Reproduce all the records below with "put a marker on" swapped for "place a point on" wherever it occurs and every other line unchanged, leaving out the pictures.

» **Stored data**:

-=-=-=-=-

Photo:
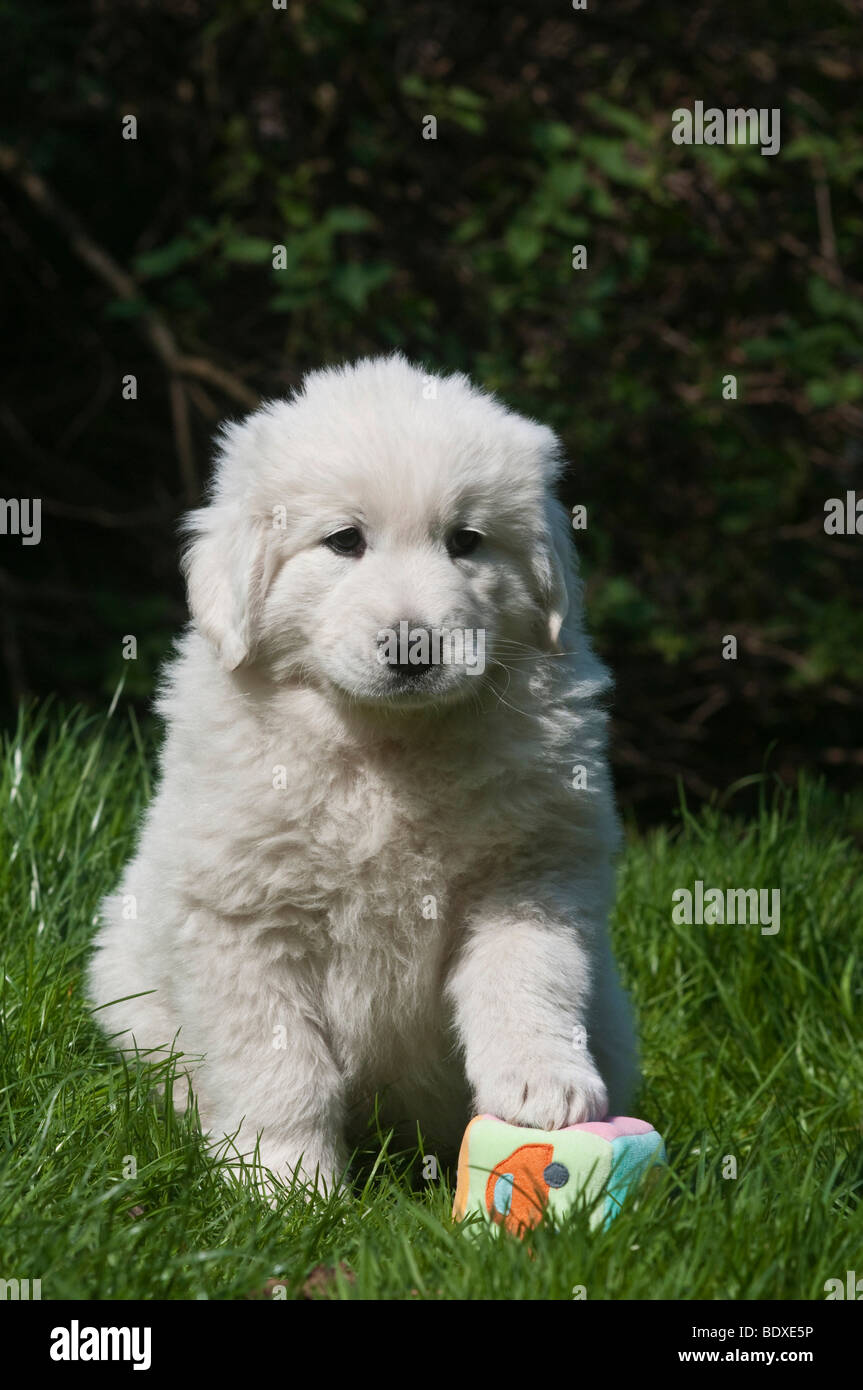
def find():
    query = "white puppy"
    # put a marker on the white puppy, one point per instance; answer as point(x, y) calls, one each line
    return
point(363, 873)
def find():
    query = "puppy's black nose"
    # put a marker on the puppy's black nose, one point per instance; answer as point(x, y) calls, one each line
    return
point(407, 648)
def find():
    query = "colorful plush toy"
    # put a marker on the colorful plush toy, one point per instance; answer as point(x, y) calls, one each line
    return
point(512, 1175)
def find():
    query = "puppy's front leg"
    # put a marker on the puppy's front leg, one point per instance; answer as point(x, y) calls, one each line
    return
point(267, 1073)
point(520, 990)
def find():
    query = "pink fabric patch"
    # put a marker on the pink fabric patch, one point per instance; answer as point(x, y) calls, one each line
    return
point(614, 1127)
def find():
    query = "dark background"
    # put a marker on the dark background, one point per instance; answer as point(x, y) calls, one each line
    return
point(305, 127)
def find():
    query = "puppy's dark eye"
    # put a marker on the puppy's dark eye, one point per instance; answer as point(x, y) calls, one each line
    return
point(463, 542)
point(349, 541)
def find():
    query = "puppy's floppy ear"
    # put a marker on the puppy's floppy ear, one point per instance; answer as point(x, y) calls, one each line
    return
point(228, 559)
point(221, 565)
point(556, 571)
point(555, 563)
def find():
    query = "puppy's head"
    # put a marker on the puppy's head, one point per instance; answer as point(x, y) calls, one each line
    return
point(384, 535)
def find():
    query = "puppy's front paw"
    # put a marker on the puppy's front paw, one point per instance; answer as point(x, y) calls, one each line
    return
point(545, 1097)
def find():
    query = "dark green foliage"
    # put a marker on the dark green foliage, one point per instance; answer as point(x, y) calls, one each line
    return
point(305, 128)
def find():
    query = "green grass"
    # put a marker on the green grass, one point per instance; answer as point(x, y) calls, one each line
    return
point(751, 1048)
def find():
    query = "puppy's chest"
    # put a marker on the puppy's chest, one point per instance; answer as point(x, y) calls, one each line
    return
point(393, 856)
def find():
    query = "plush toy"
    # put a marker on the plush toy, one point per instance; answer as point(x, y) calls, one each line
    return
point(512, 1175)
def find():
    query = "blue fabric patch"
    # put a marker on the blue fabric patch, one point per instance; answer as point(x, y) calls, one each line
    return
point(503, 1193)
point(631, 1157)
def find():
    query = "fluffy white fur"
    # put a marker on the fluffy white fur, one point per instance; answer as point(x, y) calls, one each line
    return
point(310, 818)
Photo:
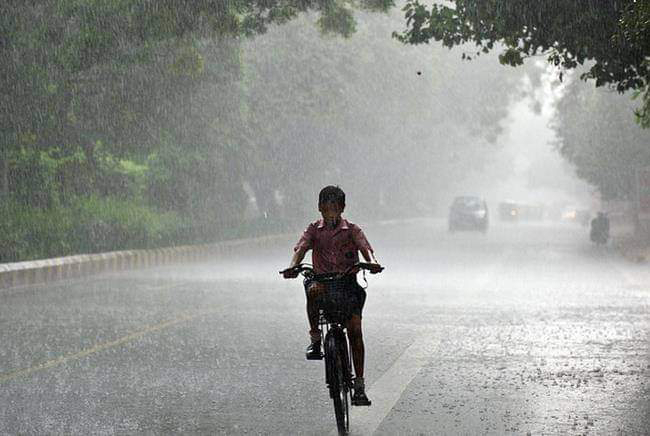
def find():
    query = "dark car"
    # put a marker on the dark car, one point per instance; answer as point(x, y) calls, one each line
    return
point(468, 213)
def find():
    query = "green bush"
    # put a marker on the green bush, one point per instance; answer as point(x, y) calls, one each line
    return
point(87, 225)
point(107, 224)
point(28, 233)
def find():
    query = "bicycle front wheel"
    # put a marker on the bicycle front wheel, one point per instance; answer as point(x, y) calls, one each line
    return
point(339, 390)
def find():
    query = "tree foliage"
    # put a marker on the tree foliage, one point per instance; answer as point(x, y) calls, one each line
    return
point(596, 134)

-=-=-=-=-

» **Task solution**:
Photo:
def find():
    query = "white puppy"
    # place a point on the white puppy, one point per instance; answer as point(x, y) calls, one each line
    return
point(363, 873)
def find():
    query = "puppy's black nose"
    # place a point on the puppy's black nose, one point per instance; answer as point(x, y) calls, one each line
    return
point(407, 648)
def find():
    query = "colorful plush toy"
    # place a point on the colorful plush toy, one point per instance; answer as point(x, y) calls, one each line
    return
point(512, 1175)
def find():
    query = "puppy's front leg"
    # place a point on the puppy's front leg, one point per instance; answer as point(x, y) calls, one each line
    return
point(267, 1073)
point(520, 990)
def find():
    query = "pink fabric patch"
    # place a point on the pink fabric patch, one point per instance; answer as point(x, y) calls, one each line
    return
point(614, 1127)
def find():
    query = "dark background"
    # place a point on the dark background, one point per instance; answer as point(x, y) calls, one each line
    return
point(305, 127)
def find():
    query = "puppy's dark eye"
    # place a point on the puppy's dark eye, one point per instance; answer as point(x, y) calls, one each line
    return
point(463, 542)
point(349, 541)
def find():
    query = "puppy's floppy ear"
    # place a point on the puppy's floppy ear, one point per instance; answer as point(x, y) calls, one each line
    return
point(228, 559)
point(221, 565)
point(556, 571)
point(555, 563)
def find():
    query = "puppy's head"
    # place a point on the puppy's head, one point per instance; answer as point(x, y) calls, one each line
    return
point(384, 535)
def find():
    query = "puppy's front paw"
    # place a point on the puppy's front paw, one point per instance; answer as point(x, y) calls, one each line
    return
point(545, 1097)
def find():
    query = "dark green foliage"
    # place a point on the dark green foliage, one point per instance; answer as point(x, y) calls, one each line
    return
point(305, 128)
def find():
    query = "green grass"
    # place a point on the green grass, one point per instance; answer as point(x, y) calls, one each line
    return
point(751, 1048)
def find():
    query = "puppy's chest"
    # place a point on the puppy's chest, one point per instance; answer as point(x, y) calls, one each line
    return
point(393, 856)
def find():
    query = "plush toy"
    # place a point on the plush toy, one point per instance; answer as point(x, y) calls, one each line
    return
point(512, 1175)
def find():
    query = "blue fabric patch"
    # place a point on the blue fabric patch, one point per instance; answer as point(x, y) calls, one each line
    return
point(503, 1193)
point(631, 1157)
def find():
    query = "fluffy white fur"
    # place a point on the fluffy white fur, one point per instance; answer as point(x, y) calls, one each line
    return
point(310, 818)
Photo:
def find():
    query = "dark car"
    # place a point on the dark car, one point per instance; answer as point(x, y) calls, one each line
    return
point(468, 213)
def find():
    query = "green bush"
    # place a point on the green bush, one point per instance; answer as point(x, y) calls, one each line
    return
point(87, 225)
point(107, 224)
point(28, 233)
def find():
    query = "bicycle front wheel"
    # place a point on the bicycle front wheel, one point per instance; answer as point(x, y) calls, one each line
    return
point(339, 390)
def find():
    query = "tree foliage"
    # place a point on the tree foliage, one point per instance; answer as point(x, y) calls, one each line
    return
point(596, 134)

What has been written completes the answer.